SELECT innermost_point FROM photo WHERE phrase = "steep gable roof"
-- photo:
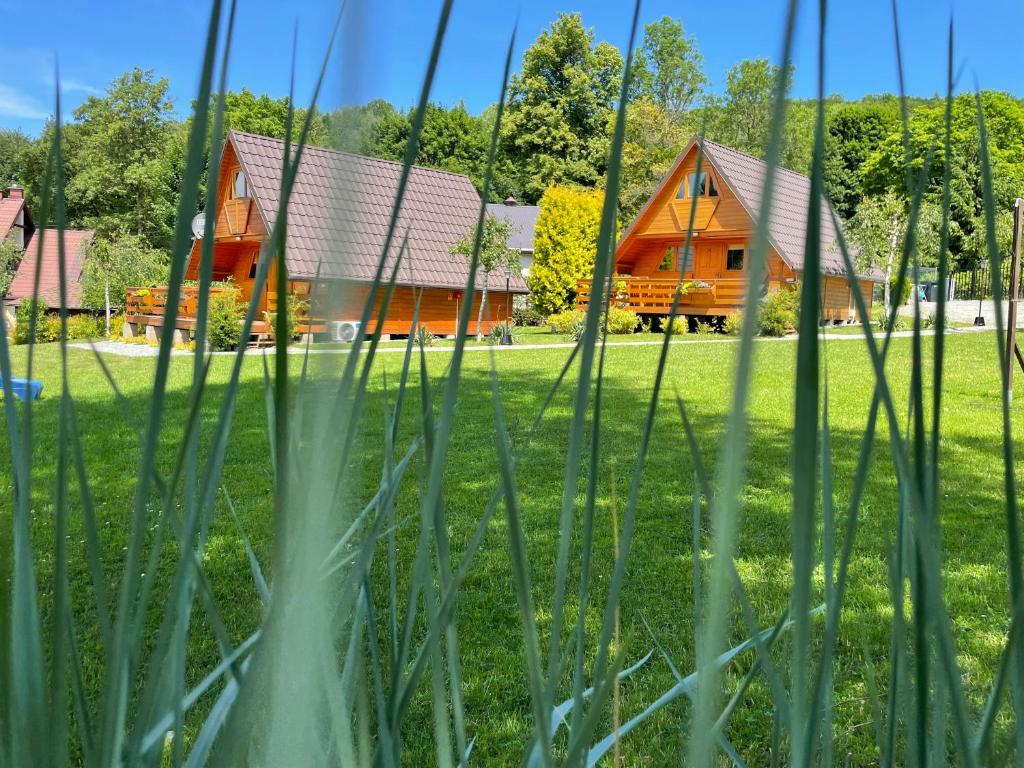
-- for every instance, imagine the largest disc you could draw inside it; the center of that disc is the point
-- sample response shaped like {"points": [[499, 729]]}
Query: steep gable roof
{"points": [[340, 208], [744, 175], [49, 275], [9, 208]]}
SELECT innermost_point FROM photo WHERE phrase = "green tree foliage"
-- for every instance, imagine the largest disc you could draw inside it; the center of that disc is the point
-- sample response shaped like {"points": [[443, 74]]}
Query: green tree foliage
{"points": [[244, 111], [564, 244], [669, 69], [879, 229], [13, 144], [495, 254], [114, 264], [555, 128], [742, 118], [853, 131], [885, 170], [653, 139], [119, 180]]}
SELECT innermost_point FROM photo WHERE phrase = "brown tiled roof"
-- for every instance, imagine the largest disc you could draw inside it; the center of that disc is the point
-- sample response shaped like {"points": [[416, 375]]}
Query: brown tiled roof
{"points": [[744, 174], [340, 208], [9, 208], [49, 276]]}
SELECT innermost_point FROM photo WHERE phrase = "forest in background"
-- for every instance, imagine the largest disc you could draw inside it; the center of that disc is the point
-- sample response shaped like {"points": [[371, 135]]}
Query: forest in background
{"points": [[125, 150]]}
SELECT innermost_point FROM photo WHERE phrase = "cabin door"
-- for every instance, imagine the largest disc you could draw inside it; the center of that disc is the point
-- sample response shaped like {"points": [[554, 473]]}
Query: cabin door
{"points": [[709, 260]]}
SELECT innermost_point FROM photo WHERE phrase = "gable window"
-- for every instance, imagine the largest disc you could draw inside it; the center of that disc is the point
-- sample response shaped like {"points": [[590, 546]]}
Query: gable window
{"points": [[734, 258], [240, 186], [697, 185], [677, 259]]}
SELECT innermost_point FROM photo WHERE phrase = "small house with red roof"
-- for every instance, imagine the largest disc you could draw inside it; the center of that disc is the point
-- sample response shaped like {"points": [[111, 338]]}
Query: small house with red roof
{"points": [[41, 252], [339, 214]]}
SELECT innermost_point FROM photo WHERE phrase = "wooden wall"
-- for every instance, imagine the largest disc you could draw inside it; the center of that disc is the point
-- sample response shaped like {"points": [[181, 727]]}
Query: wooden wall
{"points": [[438, 308]]}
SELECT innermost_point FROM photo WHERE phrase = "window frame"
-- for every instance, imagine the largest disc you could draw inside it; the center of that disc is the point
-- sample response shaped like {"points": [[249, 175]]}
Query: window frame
{"points": [[742, 257]]}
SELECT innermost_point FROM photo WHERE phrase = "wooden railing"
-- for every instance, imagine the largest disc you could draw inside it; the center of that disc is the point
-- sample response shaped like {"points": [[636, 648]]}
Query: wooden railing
{"points": [[655, 295]]}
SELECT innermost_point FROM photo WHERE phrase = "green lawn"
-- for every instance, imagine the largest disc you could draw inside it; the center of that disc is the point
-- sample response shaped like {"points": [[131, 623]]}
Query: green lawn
{"points": [[658, 584]]}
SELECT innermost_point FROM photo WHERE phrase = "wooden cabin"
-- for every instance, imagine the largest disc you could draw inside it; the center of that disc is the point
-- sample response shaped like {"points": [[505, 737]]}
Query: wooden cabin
{"points": [[652, 260], [338, 218]]}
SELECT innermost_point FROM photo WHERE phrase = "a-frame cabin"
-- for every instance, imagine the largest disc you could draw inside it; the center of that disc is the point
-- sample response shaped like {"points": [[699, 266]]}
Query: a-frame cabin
{"points": [[725, 200]]}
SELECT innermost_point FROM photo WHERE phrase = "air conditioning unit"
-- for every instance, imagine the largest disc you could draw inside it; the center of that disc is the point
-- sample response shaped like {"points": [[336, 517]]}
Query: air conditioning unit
{"points": [[345, 330]]}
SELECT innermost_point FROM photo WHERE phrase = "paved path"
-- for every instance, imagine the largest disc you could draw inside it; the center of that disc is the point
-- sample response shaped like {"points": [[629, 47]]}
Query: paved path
{"points": [[960, 310], [144, 350]]}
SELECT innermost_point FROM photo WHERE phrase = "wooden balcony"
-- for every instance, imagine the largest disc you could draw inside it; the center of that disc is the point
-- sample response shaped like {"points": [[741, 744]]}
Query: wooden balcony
{"points": [[655, 295]]}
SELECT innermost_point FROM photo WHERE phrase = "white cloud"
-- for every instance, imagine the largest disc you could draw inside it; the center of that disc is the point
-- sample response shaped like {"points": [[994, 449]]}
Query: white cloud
{"points": [[16, 104]]}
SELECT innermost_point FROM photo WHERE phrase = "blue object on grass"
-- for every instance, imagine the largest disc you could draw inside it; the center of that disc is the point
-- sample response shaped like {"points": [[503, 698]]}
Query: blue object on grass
{"points": [[26, 388]]}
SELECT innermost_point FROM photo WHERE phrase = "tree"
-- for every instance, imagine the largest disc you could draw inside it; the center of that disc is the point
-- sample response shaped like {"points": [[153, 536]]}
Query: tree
{"points": [[118, 180], [879, 229], [12, 147], [114, 264], [564, 244], [652, 139], [494, 254], [244, 111], [558, 108], [668, 68], [852, 133], [742, 119], [10, 257]]}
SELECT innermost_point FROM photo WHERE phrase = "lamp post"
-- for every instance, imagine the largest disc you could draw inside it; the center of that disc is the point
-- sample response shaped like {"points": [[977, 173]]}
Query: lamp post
{"points": [[979, 321], [507, 330]]}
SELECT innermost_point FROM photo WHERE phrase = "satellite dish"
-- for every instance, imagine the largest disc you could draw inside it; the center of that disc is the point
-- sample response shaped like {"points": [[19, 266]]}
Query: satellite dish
{"points": [[199, 224]]}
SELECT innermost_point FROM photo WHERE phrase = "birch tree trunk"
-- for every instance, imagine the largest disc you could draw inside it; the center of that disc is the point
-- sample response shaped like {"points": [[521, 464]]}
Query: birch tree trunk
{"points": [[893, 243], [107, 303]]}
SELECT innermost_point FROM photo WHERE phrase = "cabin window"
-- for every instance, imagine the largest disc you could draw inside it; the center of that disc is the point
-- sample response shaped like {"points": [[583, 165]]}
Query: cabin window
{"points": [[734, 258], [668, 260], [677, 259], [697, 185], [240, 185]]}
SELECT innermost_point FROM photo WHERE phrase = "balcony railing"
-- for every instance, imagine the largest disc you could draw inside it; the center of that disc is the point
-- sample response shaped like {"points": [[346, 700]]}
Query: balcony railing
{"points": [[655, 295]]}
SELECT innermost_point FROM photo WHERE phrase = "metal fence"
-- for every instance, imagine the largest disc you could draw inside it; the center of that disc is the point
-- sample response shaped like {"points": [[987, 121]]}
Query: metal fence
{"points": [[976, 283]]}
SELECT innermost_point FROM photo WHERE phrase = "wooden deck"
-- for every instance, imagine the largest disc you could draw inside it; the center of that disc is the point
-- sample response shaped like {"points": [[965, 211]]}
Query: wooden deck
{"points": [[655, 296]]}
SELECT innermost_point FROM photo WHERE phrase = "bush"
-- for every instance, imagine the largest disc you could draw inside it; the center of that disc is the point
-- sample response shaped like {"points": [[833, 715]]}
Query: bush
{"points": [[117, 326], [23, 320], [83, 327], [225, 313], [622, 321], [562, 323], [779, 312]]}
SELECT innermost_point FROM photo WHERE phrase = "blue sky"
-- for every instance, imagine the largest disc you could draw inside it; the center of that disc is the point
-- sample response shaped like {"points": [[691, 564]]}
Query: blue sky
{"points": [[386, 52]]}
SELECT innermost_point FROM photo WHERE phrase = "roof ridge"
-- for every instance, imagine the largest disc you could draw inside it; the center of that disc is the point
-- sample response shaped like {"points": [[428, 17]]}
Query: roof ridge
{"points": [[778, 167], [356, 156]]}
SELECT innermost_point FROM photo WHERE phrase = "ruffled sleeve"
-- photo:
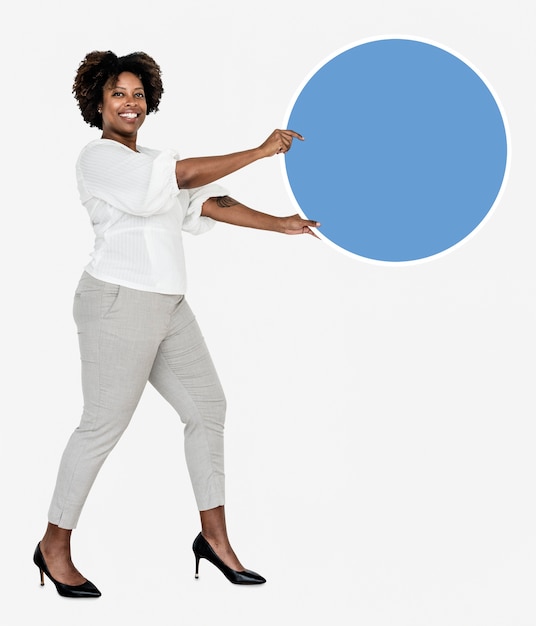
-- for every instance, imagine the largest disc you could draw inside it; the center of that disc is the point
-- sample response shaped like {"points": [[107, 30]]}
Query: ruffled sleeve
{"points": [[140, 183], [194, 222]]}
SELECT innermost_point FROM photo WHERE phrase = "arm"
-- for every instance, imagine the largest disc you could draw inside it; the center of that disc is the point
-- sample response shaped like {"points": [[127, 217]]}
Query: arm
{"points": [[196, 172], [230, 211]]}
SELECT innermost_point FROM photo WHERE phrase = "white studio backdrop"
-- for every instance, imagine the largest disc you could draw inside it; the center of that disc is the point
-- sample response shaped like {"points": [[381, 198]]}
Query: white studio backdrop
{"points": [[380, 430]]}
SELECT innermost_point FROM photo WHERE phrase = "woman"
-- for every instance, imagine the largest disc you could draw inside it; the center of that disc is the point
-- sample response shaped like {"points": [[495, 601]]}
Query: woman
{"points": [[133, 322]]}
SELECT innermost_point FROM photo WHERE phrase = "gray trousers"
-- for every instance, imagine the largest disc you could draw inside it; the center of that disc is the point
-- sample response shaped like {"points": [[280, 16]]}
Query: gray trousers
{"points": [[128, 337]]}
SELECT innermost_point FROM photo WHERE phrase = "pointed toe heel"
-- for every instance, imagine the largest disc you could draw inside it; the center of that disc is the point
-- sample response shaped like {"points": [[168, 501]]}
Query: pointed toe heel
{"points": [[203, 550], [85, 590]]}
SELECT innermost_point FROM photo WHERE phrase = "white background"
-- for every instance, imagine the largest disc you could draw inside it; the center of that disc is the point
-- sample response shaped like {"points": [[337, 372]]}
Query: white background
{"points": [[380, 438]]}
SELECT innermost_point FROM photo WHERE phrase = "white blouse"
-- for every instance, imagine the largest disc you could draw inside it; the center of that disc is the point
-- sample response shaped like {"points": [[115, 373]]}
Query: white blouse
{"points": [[138, 212]]}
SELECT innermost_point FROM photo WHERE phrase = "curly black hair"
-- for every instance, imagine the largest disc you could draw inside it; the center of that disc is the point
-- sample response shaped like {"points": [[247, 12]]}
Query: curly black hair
{"points": [[97, 68]]}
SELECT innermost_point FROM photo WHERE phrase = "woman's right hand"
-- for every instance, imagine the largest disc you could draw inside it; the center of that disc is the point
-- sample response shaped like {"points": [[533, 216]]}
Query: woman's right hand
{"points": [[279, 142]]}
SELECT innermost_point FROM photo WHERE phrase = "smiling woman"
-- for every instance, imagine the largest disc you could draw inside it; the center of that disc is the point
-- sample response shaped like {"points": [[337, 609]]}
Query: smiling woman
{"points": [[134, 324], [123, 108]]}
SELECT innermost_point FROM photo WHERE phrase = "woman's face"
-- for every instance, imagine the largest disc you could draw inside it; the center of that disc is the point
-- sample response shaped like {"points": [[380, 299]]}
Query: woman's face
{"points": [[123, 108]]}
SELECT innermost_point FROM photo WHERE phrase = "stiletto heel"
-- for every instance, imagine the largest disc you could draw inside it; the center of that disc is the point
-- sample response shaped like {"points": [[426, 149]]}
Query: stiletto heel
{"points": [[203, 550], [85, 590]]}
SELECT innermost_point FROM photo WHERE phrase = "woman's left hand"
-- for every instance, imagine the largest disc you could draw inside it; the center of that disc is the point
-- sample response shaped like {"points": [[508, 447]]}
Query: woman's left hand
{"points": [[295, 225]]}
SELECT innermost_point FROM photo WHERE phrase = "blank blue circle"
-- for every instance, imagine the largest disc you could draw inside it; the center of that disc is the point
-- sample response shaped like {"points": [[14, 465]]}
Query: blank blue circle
{"points": [[405, 150]]}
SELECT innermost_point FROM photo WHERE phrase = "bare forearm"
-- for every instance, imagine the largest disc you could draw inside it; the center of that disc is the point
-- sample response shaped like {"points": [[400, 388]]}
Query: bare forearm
{"points": [[230, 211], [196, 172], [199, 171]]}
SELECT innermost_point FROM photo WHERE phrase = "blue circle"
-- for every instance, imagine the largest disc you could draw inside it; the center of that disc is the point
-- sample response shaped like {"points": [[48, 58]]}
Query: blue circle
{"points": [[405, 150]]}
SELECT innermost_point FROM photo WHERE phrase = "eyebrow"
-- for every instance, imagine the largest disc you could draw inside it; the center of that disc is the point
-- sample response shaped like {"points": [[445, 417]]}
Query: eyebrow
{"points": [[125, 89]]}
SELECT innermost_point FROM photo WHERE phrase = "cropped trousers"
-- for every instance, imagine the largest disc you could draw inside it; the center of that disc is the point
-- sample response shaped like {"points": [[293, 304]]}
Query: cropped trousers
{"points": [[128, 337]]}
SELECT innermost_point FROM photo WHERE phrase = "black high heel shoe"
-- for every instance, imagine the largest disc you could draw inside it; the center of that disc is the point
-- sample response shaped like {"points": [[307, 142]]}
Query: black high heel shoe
{"points": [[85, 590], [203, 550]]}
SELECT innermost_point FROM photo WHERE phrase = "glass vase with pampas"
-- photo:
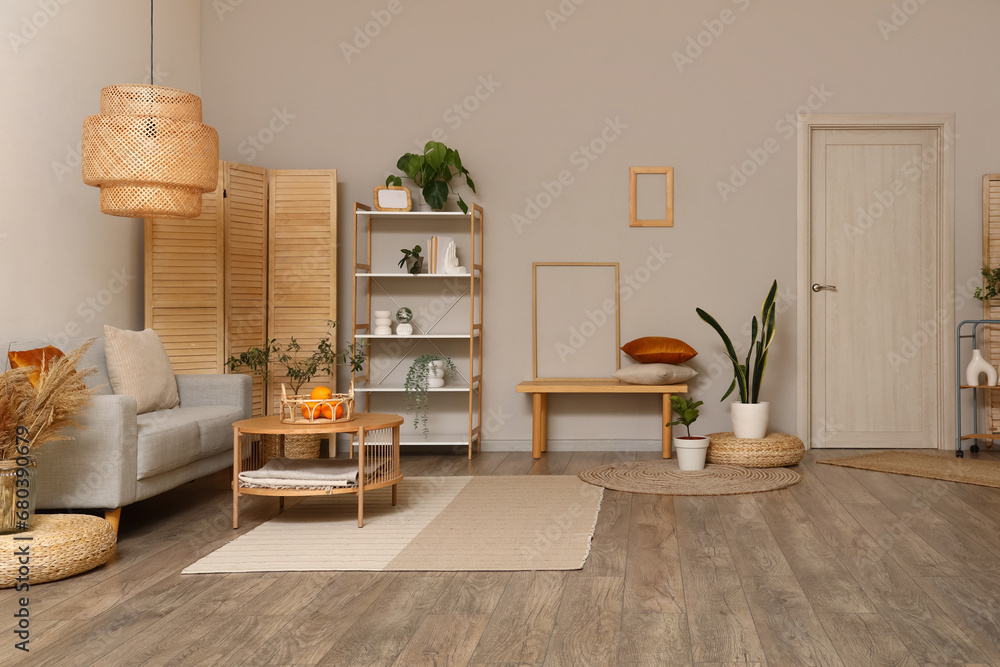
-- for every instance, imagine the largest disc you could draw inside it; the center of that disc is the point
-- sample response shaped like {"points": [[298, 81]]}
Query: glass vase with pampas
########
◆ About this task
Pull out every line of the records that includes the string "pampas".

◆ Exercise output
SELECT innermost_point FROM photo WHERE phrase = "glass vase with pampas"
Query: glass vase with pampas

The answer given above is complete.